Whichever lines of the material contain "below", copy each of them.

>>>>

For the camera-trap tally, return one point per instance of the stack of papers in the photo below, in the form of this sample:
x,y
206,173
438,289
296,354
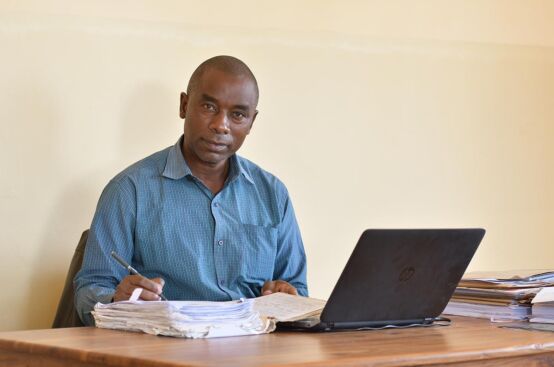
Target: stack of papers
x,y
499,297
543,306
202,319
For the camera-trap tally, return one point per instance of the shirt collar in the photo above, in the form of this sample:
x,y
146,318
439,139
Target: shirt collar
x,y
176,167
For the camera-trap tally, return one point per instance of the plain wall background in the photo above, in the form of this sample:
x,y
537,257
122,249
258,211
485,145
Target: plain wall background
x,y
375,114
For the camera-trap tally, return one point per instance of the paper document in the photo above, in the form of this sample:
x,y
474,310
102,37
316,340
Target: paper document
x,y
204,319
286,307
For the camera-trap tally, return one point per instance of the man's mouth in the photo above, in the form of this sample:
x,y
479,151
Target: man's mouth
x,y
214,145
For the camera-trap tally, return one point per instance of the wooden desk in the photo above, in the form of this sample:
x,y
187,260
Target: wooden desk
x,y
466,342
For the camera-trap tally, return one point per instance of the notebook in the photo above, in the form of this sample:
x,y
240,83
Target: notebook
x,y
396,278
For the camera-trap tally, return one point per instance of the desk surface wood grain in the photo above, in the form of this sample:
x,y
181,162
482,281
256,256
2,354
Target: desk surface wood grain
x,y
466,342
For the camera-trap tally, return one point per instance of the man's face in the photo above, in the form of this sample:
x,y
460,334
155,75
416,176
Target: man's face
x,y
219,113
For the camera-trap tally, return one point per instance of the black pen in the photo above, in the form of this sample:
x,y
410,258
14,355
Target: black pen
x,y
131,269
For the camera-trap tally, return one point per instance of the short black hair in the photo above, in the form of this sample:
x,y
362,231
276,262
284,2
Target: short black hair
x,y
227,64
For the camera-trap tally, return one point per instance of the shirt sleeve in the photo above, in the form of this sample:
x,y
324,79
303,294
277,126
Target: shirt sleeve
x,y
290,262
112,229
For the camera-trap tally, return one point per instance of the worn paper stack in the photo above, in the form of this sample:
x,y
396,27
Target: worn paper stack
x,y
497,296
202,319
543,306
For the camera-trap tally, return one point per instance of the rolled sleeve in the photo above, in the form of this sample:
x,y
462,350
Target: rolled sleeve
x,y
290,261
111,230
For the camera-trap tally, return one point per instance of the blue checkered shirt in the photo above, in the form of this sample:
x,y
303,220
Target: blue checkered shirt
x,y
166,223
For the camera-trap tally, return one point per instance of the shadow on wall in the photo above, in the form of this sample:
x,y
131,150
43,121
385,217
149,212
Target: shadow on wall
x,y
150,122
40,230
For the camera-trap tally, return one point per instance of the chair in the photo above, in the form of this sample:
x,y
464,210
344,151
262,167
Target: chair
x,y
66,315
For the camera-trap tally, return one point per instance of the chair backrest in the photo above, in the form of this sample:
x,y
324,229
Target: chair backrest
x,y
66,315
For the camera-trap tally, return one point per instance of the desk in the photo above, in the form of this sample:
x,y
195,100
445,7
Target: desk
x,y
466,342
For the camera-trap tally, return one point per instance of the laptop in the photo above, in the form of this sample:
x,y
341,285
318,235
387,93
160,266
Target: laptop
x,y
397,278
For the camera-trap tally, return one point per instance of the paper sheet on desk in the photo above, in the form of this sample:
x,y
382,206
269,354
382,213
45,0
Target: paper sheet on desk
x,y
286,307
204,319
188,319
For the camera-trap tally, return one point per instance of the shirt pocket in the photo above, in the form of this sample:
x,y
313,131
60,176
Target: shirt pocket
x,y
257,248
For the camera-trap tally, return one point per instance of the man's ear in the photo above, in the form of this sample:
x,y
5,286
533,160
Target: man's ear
x,y
253,119
183,105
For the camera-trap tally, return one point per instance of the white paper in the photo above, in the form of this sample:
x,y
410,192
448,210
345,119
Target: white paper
x,y
286,307
545,295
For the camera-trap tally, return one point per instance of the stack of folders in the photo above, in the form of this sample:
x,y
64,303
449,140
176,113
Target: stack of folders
x,y
497,296
203,319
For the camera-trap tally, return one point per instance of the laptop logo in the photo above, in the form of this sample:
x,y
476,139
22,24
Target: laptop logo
x,y
406,274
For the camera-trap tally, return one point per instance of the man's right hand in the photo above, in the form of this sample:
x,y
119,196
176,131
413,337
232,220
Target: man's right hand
x,y
151,288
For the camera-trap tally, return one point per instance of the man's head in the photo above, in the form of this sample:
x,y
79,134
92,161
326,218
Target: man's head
x,y
219,109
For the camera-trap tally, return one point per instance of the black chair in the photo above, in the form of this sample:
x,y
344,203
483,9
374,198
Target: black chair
x,y
66,315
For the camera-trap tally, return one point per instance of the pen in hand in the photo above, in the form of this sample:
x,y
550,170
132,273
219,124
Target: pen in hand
x,y
131,269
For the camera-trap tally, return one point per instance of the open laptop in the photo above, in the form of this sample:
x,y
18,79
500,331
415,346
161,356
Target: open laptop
x,y
397,277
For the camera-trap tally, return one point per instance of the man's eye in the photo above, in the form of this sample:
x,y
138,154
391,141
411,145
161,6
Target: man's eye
x,y
208,106
238,115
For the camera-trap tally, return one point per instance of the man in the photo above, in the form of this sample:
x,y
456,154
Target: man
x,y
197,221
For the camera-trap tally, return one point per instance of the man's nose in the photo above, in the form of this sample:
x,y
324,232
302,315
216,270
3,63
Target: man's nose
x,y
220,123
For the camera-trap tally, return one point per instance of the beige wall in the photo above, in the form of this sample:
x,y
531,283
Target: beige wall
x,y
375,114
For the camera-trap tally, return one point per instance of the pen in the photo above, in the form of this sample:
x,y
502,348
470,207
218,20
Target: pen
x,y
131,269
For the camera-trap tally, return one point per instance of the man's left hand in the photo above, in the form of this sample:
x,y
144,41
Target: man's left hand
x,y
273,286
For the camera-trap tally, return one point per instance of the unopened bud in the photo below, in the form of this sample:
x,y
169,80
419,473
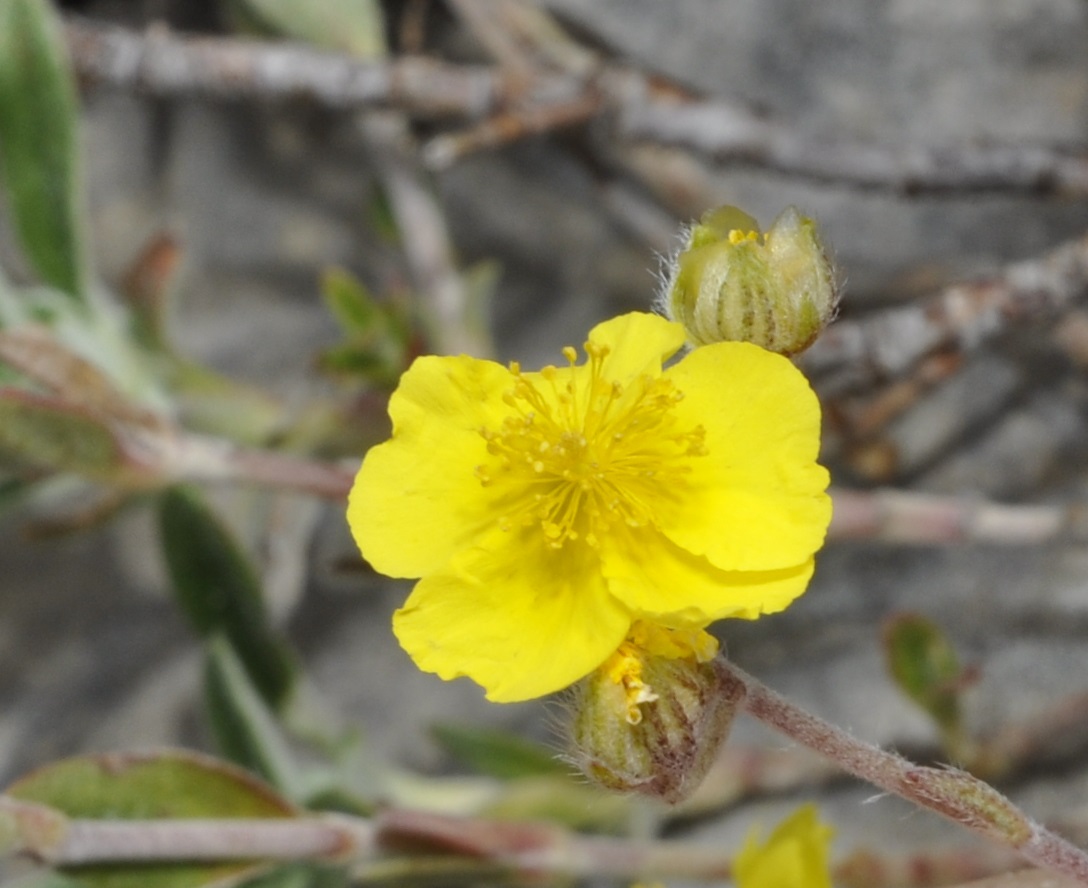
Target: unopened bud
x,y
652,718
732,282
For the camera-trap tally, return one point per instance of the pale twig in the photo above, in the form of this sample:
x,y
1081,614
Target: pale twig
x,y
524,848
730,132
447,148
159,63
860,417
904,517
961,317
742,772
646,109
864,868
1024,878
424,239
952,793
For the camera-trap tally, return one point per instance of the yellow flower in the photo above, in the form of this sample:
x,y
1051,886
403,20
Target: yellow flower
x,y
546,512
794,856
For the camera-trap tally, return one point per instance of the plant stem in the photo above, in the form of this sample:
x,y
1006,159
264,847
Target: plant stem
x,y
953,793
88,841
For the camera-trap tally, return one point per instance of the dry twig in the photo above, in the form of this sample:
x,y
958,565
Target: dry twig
x,y
961,317
646,108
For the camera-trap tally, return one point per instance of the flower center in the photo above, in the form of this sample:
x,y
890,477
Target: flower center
x,y
581,453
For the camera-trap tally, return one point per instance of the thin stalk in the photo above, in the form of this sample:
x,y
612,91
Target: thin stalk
x,y
954,793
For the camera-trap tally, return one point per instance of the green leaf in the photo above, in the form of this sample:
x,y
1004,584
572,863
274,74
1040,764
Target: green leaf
x,y
923,662
151,786
47,433
497,753
354,26
219,591
39,158
245,728
349,300
300,875
44,879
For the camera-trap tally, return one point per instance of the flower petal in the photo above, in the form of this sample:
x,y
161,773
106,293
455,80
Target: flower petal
x,y
638,343
417,501
516,617
757,500
662,582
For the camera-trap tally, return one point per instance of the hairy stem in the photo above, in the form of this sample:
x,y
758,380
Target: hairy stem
x,y
954,793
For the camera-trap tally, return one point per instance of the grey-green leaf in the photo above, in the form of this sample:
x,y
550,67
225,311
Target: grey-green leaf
x,y
497,753
219,591
39,153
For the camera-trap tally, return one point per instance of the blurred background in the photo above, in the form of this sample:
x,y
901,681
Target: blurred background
x,y
941,146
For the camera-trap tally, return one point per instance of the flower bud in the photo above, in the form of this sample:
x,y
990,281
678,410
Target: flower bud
x,y
731,282
651,719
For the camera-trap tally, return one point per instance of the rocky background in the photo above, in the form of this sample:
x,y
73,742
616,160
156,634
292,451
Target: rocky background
x,y
264,196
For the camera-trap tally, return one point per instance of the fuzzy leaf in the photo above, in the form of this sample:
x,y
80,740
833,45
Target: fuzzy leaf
x,y
497,753
151,786
354,26
48,433
924,663
245,728
39,143
219,591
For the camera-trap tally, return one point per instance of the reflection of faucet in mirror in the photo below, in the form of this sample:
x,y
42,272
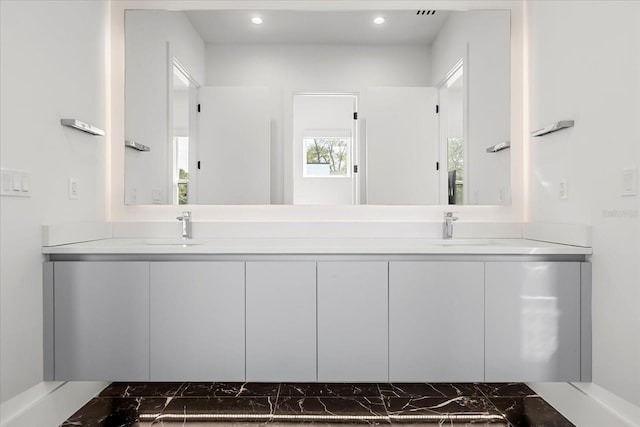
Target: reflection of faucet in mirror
x,y
447,226
186,224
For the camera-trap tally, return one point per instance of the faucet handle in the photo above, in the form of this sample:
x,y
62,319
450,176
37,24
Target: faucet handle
x,y
450,215
185,215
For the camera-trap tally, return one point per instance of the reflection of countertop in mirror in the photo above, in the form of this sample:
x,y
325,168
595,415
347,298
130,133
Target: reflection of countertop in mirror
x,y
292,246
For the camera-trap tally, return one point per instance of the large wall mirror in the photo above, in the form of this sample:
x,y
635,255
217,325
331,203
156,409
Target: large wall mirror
x,y
227,107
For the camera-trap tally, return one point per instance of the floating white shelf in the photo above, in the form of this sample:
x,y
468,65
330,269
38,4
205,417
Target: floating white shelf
x,y
85,127
136,146
499,147
563,124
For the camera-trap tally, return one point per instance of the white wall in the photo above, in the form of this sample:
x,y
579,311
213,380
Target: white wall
x,y
311,68
584,64
148,82
487,76
53,65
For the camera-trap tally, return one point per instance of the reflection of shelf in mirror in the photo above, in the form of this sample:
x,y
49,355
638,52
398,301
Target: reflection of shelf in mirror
x,y
499,147
85,127
136,146
563,124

<<<<

## SOLUTION TO THE PROBLEM
For the camera-trap tally, return one point per instance of the stack of papers in the photo below, in the form of this sample:
For the camera-trap tally, return one point per instance of the unopened bud in the photo below, in the form of this sample:
For the camera-trap tally, return one point per instance of the reflection of faucet in mirror in the photo below, in the form of this sample:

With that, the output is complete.